What you need to do
Omit all images, then return the remaining material exactly as it stands.

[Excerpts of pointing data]
● ● ● ●

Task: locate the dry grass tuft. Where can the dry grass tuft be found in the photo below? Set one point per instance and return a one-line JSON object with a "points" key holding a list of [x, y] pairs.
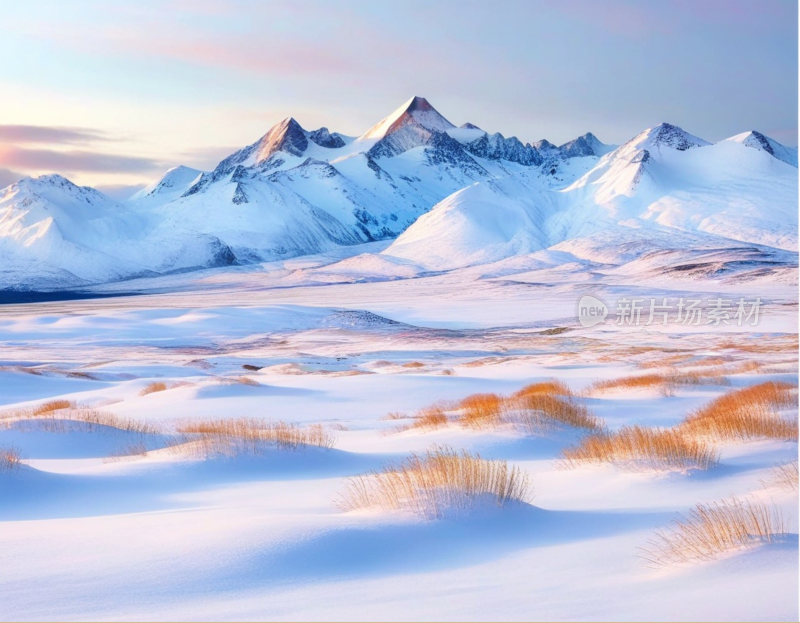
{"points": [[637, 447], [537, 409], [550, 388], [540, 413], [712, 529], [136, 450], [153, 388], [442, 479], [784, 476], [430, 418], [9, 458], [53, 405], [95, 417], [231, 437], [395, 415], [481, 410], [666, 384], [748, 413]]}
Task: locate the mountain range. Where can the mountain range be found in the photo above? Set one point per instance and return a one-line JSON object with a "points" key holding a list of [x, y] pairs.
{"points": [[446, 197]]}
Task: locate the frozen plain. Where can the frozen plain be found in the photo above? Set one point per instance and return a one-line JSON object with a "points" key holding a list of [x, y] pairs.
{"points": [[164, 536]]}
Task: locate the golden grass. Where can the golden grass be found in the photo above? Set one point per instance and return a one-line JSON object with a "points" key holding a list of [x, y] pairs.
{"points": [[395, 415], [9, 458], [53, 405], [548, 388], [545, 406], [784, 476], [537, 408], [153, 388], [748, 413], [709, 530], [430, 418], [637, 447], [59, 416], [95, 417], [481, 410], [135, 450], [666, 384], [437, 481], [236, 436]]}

● ● ● ●

Response
Task: locate the dry grass tuft. Where can the dry grass tuft be found in the photo below? Set one point per instance and return a one-line JSON object with a "points" key holding a list of [x, y] pairs.
{"points": [[637, 447], [537, 409], [550, 388], [540, 413], [712, 529], [136, 450], [153, 388], [442, 479], [784, 476], [430, 418], [9, 458], [53, 405], [95, 417], [231, 437], [395, 415], [481, 410], [666, 384], [748, 413]]}
Task: locate the mountain range. Where can the mountain range be found in the photo above? Set one point per instance and return a one-line JSON object with a "points" key holding a list of [x, y] pairs.
{"points": [[446, 197]]}
Task: locate the frozen plain. Where can the frozen plain be found in the photo above? Set one point per instance and return a one-line JSON object with a "points" key holding a list of [x, y] pairs.
{"points": [[164, 536]]}
Task: locate the golden grass. Where can the golden grass be found in the photo above? Set one point per instance and return a one-line JSON object with a "points" key holding a list of [x, y] pairs.
{"points": [[395, 415], [9, 458], [53, 405], [548, 388], [545, 406], [784, 476], [537, 408], [153, 388], [748, 413], [709, 530], [430, 418], [637, 447], [59, 416], [95, 417], [481, 410], [135, 450], [666, 384], [437, 481], [236, 436]]}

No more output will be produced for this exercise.